» **SUPPLIED MATERIAL**:
____
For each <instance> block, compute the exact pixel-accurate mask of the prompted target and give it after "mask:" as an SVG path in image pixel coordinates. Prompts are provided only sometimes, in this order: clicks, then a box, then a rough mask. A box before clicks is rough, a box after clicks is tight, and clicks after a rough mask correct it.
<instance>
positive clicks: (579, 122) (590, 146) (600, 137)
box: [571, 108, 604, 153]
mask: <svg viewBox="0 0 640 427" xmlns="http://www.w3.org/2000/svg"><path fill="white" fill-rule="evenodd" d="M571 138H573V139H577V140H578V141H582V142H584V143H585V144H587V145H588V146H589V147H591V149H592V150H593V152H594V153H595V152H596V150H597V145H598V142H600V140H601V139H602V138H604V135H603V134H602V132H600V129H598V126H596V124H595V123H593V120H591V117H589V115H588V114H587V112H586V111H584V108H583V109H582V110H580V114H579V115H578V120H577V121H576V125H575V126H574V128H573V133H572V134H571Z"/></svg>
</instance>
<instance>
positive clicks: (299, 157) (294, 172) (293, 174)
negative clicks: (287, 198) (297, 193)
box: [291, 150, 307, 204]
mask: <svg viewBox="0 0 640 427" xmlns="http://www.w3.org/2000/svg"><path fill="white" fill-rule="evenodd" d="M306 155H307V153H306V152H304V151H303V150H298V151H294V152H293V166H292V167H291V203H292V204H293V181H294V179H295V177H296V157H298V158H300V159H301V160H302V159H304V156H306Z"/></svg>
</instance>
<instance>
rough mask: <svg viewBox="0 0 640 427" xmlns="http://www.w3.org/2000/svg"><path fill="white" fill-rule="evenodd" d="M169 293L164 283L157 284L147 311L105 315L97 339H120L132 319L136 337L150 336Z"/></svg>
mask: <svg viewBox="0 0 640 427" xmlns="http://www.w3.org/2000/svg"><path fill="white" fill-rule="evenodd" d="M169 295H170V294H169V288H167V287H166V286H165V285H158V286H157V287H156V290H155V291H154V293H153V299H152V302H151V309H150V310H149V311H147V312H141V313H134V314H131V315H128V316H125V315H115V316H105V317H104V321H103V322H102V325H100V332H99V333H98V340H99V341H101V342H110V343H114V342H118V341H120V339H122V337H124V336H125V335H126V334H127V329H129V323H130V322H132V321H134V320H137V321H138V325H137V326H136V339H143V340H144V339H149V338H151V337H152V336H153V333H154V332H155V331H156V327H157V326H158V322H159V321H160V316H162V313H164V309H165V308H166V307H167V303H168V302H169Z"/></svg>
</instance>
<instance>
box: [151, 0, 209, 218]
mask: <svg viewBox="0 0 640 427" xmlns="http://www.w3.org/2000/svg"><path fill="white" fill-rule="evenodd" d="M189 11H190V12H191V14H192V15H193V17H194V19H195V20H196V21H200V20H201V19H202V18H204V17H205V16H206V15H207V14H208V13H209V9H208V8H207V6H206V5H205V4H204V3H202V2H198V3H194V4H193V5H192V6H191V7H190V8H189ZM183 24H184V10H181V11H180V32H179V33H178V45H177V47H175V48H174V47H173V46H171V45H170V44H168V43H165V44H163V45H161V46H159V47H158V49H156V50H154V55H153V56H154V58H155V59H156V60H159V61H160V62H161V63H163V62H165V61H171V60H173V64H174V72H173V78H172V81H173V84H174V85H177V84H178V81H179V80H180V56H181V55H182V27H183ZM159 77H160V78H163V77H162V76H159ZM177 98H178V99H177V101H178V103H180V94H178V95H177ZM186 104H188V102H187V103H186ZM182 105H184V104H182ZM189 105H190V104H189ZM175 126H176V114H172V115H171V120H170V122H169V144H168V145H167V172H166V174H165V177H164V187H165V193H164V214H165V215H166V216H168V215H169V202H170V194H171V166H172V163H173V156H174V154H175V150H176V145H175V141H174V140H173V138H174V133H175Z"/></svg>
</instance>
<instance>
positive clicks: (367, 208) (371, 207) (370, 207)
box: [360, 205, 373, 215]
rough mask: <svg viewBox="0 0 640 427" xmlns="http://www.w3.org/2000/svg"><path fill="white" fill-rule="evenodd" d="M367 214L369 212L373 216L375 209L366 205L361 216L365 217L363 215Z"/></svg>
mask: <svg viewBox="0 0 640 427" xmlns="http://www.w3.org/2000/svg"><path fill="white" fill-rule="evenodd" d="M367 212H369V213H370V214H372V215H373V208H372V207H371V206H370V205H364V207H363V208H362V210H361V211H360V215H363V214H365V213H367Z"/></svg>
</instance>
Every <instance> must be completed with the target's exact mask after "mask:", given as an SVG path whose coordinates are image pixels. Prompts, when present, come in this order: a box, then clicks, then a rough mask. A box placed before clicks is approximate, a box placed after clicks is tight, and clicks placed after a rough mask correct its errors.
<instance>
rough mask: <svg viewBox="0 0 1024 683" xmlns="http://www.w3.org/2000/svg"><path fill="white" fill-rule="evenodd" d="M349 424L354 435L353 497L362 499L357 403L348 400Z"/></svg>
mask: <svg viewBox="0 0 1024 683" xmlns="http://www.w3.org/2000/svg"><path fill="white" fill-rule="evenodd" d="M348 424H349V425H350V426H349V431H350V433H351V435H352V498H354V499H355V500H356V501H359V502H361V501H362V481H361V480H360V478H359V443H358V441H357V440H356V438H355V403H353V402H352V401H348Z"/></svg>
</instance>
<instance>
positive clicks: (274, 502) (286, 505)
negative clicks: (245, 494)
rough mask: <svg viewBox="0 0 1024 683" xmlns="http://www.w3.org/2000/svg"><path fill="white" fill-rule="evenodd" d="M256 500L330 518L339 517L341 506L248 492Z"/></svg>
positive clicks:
____
» **ACTIVITY**:
Every line of the entries above that contains the word "tight" must be tallied, and the number alone reported.

» **SOLUTION TO THIS EXERCISE**:
2